- **What the task requires**
From top to bottom, restate the entries below word for word.

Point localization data
_ _ _ _ _ _ _
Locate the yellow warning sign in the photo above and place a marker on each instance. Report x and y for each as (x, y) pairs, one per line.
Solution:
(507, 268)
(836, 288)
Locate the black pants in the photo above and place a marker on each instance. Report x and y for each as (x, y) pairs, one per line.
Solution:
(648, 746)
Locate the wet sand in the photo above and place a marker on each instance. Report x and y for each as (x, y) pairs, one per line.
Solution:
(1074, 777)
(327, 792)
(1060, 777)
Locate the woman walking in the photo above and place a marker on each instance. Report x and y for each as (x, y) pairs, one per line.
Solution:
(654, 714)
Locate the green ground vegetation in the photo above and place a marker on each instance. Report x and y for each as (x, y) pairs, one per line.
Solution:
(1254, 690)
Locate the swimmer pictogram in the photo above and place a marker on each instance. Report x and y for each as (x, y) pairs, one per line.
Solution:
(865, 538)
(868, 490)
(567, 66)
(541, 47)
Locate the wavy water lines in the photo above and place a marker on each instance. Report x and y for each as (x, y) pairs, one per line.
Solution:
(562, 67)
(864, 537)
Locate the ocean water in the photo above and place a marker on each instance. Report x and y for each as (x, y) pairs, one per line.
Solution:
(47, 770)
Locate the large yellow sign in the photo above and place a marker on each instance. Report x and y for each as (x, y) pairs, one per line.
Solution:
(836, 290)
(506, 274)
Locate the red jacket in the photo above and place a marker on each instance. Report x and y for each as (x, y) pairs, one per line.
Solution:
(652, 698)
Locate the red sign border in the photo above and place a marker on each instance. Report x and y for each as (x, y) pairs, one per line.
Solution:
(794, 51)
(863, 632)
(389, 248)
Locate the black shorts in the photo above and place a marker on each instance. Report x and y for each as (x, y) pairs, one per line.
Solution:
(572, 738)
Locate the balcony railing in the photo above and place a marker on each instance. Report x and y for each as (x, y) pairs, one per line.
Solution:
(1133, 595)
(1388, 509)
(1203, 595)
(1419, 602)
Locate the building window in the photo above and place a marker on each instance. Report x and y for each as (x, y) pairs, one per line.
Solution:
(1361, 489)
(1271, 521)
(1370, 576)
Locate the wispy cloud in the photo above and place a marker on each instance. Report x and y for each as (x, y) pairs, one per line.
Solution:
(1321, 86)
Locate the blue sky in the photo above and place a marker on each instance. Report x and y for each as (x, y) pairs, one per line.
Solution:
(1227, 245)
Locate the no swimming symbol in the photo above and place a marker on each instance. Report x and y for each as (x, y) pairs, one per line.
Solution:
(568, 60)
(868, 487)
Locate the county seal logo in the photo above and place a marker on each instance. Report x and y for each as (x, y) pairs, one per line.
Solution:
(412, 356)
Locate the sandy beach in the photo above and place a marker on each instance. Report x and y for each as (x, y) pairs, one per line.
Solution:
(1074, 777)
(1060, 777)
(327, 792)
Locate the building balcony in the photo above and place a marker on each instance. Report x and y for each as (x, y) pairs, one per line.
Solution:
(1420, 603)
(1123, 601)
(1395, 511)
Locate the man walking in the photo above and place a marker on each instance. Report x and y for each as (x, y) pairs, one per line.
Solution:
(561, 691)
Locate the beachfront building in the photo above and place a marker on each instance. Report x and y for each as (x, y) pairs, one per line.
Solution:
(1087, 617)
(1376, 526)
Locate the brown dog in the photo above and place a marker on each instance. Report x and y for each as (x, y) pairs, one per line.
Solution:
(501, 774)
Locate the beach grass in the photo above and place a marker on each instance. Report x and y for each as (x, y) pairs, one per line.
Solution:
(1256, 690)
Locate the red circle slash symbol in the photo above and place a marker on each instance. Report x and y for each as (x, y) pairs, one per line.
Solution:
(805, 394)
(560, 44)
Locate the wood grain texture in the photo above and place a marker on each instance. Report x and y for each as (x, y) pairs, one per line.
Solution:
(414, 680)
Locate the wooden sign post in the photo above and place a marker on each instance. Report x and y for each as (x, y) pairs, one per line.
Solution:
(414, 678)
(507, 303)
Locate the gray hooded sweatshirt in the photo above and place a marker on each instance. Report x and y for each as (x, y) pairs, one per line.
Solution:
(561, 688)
_ _ _ _ _ _ _
- **Written response**
Locate the yellow warning sign in the photo above and place a marker on each instance. Report x and y for each as (x, y) pairs, one per line.
Solution:
(507, 268)
(836, 288)
Locate the black pants in the photo above and place a marker on each instance. Report x and y for each as (x, y) pairs, one per line.
Solution:
(648, 746)
Locate the wet sand in the photo above and place a marker on each instance. Report x and y for each as (x, y) pairs, one per line.
Solution:
(1074, 777)
(327, 792)
(1060, 777)
Locate the woman walking in the photo above and place a marker on each instance. Report x and y for each as (x, y) pairs, one per line.
Solution:
(654, 714)
Locate the green ground vegetation in the photo above and place a marker on each instance. Report x and y for each as (x, y) pairs, one per line.
Solution:
(1254, 690)
Locate the swimmer pictogram in the photo above and place a marker on each instance. Report x and y for each as (x, y) pairs, one per line.
Solution:
(865, 538)
(868, 490)
(567, 66)
(541, 47)
Locate the wavy water lines in the photo above and place a marker on each instance. Report x and y for each as (x, y) pairs, one per line.
Solution:
(562, 67)
(864, 537)
Locate the ocean water in the photo above and place a marker on each instance. Report x and y for each as (x, y) pairs, one per line.
Solution:
(47, 770)
Locate the large yellow sign in the photo above and place a marker on each instance. Report x and y for each as (x, y) pairs, one per line.
Solution:
(836, 290)
(506, 274)
Locate the red jacket in the photo above and place a marker on each instance. Report x and y for each as (x, y) pairs, one per line.
Solution:
(652, 698)
Locate the red sign border in the photo above and place a marker on each instance. Report x and y for each as (x, y) pairs, one per line.
Solution:
(794, 51)
(863, 632)
(389, 248)
Locate the black shorts in the photo above and place a marker on each instance. Report x and y for each as (x, y) pairs, one per line.
Solution:
(572, 738)
Locate the balcony railing in the photo above and place a marker on each instance. Report x and y for each as (x, y) pairs, one per line.
Solution:
(1133, 595)
(1388, 509)
(1203, 595)
(1419, 602)
Locate the building window in the photo above and place a marker on each instance. Report x and y for each as (x, y) pairs, one per line.
Solution:
(1361, 489)
(1271, 521)
(1370, 576)
Locate the wispy cloud in the photo above and place a marker on each instance. Report x and y for each as (x, y) pairs, one per line.
Solution:
(1321, 86)
Locate the blue sky in the photo above and place a marker on each instance. Report x and y for each as (x, y) pairs, one per line.
Solution:
(1227, 245)
Locate the no swimming symbol in the photo above and place a marker on each instance. Report x and y for each as (x, y) pairs, one per line.
Solution:
(568, 60)
(868, 487)
Locate the county seal logo in the photo above and place a marker on each instance. Report x and y for each as (x, y) pairs, one per line.
Solution:
(412, 356)
Locate the sandy beach in the photo above and place a marker on each instance. Report x and y for each as (x, y) pairs, one per line.
Solution:
(1074, 777)
(1060, 777)
(327, 792)
Locate the building balcony in the photo above and place a marker on each instance. Report x and y for each as (x, y) pairs, one per line.
Solution:
(1420, 603)
(1123, 601)
(1395, 511)
Locate the man walking in the photo above and place a marker on each instance. Report x and y for each as (x, y) pairs, one per line.
Solution:
(561, 691)
Locate the beachfront building in the photo above and place a marker on each instance. Report x and y for each as (x, y) pairs, one per line.
Solution:
(1087, 617)
(1376, 526)
Locate the brown dog in the photo above and place a marker on each instance. Report x and y for each as (x, y) pairs, one per line.
Solution:
(501, 774)
Locate the beach grass in the photo above and place a marker on each instance. Report x and y for each as (x, y) pairs, one per line.
Solution:
(1256, 690)
Locate the red circle slash symbol in the photo above and place a marker on each instance. Report x and y for each as (x, y) pairs, one per line.
Solution:
(805, 394)
(560, 44)
Locate the wood grain texture in the photo above and place a marker on each instance. Report x and y for each as (x, y) pairs, one per line.
Solution:
(414, 680)
Locate the wooden sign post in the photo above and place a marker on each instance. Report x and y for each as (x, y) pairs, one per line.
Solution:
(414, 678)
(507, 303)
Locate the gray hooded sweatshirt in the photo above and place a marker on each instance. Report x and y for each as (x, y) pairs, one per line.
Solution:
(561, 688)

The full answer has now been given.